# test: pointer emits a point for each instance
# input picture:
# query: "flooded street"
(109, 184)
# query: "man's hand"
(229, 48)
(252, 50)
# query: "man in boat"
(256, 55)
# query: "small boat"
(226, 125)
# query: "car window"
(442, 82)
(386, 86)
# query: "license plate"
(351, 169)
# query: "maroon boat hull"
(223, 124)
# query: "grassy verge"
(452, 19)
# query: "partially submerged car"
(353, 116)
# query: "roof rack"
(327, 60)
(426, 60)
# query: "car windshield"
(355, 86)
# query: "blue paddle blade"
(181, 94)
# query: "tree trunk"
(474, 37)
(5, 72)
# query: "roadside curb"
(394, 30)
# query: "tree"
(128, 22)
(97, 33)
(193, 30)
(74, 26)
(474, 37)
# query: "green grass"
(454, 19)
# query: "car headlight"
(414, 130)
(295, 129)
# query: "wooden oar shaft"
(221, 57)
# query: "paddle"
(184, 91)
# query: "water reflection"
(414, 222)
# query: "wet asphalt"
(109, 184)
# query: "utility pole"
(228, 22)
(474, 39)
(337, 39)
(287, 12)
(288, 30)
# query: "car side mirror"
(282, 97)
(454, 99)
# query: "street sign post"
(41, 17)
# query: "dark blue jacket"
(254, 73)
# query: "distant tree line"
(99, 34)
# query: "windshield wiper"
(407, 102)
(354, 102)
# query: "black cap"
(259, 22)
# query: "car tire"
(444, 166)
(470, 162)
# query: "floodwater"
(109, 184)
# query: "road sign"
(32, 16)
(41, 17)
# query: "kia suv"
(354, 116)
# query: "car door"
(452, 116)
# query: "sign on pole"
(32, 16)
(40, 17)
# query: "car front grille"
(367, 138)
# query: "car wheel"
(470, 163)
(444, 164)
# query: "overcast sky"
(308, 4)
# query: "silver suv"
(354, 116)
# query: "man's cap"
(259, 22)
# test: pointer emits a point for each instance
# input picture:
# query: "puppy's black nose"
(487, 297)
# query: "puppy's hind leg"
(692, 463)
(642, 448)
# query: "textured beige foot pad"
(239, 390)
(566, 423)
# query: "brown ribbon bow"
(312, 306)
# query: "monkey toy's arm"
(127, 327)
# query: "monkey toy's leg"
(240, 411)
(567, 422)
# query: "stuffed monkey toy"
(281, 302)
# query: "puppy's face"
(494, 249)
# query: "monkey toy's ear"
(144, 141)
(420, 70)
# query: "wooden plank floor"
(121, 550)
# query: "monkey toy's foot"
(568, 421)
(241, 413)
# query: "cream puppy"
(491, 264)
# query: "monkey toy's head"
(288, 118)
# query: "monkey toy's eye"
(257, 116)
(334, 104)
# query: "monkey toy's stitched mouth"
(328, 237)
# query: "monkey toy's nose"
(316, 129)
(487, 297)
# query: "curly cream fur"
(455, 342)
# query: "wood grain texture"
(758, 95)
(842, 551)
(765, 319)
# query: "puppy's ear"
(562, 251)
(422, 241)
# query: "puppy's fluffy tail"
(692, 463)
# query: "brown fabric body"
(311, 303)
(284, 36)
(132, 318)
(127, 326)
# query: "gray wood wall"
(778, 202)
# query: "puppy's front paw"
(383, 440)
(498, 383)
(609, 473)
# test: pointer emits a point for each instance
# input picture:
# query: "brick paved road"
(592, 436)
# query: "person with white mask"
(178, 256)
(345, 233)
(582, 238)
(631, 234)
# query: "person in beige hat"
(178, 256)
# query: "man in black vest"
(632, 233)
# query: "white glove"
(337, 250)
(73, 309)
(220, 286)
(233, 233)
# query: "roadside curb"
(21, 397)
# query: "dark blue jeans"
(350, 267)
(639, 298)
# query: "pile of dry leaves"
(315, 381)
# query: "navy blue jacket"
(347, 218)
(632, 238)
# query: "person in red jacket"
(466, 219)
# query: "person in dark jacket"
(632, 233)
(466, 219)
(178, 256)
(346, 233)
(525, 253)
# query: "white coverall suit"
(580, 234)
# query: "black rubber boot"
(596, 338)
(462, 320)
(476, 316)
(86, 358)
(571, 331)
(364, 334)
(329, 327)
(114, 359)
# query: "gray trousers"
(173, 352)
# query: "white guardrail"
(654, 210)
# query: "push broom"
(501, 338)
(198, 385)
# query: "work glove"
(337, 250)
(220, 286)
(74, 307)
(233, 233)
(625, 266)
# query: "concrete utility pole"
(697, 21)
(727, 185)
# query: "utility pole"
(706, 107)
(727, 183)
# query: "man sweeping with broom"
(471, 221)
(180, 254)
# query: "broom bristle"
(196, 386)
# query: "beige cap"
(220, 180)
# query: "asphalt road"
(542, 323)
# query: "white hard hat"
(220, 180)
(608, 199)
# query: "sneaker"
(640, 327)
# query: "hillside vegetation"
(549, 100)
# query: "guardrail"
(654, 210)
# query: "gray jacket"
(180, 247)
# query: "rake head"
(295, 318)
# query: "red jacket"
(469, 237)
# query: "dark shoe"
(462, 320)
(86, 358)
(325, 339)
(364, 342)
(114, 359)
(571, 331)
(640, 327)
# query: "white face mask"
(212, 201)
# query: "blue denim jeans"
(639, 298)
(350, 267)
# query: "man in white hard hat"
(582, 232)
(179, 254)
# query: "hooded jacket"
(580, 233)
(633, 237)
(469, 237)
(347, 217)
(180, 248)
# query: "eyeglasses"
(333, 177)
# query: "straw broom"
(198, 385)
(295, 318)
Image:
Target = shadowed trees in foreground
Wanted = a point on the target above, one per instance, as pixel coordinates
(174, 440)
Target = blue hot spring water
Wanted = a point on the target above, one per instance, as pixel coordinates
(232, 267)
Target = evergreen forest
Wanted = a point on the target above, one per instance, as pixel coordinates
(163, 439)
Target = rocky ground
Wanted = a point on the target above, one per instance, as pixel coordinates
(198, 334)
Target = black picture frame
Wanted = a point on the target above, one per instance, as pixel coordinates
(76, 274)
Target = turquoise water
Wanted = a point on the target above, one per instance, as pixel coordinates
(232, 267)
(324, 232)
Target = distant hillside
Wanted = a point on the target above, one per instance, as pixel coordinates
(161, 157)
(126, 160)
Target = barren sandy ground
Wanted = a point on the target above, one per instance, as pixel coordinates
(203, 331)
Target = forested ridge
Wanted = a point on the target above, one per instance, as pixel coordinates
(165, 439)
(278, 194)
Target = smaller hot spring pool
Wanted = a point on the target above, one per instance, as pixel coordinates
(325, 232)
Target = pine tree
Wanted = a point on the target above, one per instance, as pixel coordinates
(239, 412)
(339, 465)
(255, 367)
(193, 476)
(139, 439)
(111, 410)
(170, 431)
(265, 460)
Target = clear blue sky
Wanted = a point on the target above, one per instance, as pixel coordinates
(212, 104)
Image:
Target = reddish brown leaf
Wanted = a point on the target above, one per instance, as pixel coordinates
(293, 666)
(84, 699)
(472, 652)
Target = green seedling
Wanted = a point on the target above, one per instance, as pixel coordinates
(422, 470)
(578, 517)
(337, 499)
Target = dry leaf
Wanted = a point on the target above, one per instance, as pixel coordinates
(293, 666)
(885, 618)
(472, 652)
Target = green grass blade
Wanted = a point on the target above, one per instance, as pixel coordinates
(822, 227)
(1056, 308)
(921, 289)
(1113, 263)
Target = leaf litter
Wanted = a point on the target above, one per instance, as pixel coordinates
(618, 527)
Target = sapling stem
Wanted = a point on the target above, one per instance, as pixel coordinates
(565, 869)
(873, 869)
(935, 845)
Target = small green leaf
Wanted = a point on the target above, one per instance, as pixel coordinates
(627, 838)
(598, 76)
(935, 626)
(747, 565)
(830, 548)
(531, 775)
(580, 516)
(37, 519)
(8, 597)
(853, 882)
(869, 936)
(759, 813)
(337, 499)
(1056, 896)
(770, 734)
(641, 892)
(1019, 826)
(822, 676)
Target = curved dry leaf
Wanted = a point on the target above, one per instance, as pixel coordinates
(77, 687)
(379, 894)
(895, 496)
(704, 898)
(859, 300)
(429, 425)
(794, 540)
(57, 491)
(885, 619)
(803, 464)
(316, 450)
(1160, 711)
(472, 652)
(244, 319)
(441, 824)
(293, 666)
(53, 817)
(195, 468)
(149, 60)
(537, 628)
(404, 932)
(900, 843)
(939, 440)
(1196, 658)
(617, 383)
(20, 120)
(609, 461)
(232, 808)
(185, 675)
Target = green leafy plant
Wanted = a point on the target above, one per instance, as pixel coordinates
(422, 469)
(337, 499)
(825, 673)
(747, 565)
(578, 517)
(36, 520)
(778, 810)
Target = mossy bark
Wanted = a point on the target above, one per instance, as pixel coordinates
· · ·
### [Exercise task]
Can you write out the records again from the line holding "Target = sapling stem" through the end of the records, both ends included, swapping "pixel coordinates" for "image coordinates" and leaving everything else unchanged?

### [Problem solution]
Target = sapling stem
Wanted = a point on the target above, one per instance, as image coordinates
(565, 869)
(873, 869)
(935, 845)
Target = small green leaf
Wanted = a point on the target above, one per instance, as image coordinates
(627, 838)
(598, 76)
(935, 626)
(747, 565)
(830, 548)
(531, 775)
(580, 516)
(37, 519)
(8, 597)
(853, 882)
(869, 936)
(759, 813)
(337, 499)
(1056, 896)
(770, 734)
(641, 892)
(1019, 826)
(822, 676)
Target = curved dry leaf
Wanted = a point on the target above, one per instance, as image coordinates
(77, 687)
(379, 894)
(895, 496)
(704, 898)
(859, 300)
(429, 425)
(794, 540)
(57, 491)
(885, 619)
(803, 464)
(316, 450)
(1160, 711)
(472, 652)
(244, 319)
(441, 824)
(293, 666)
(53, 817)
(195, 468)
(149, 60)
(537, 628)
(404, 932)
(900, 843)
(939, 440)
(1196, 658)
(617, 383)
(20, 120)
(609, 461)
(232, 808)
(185, 675)
Target = green leafy plant
Wanted = a point on the target above, one per instance, as image coordinates
(422, 469)
(337, 499)
(825, 673)
(747, 565)
(578, 517)
(36, 520)
(778, 810)
Target = mossy bark
Wanted = a point on the target above, one per instance, as image coordinates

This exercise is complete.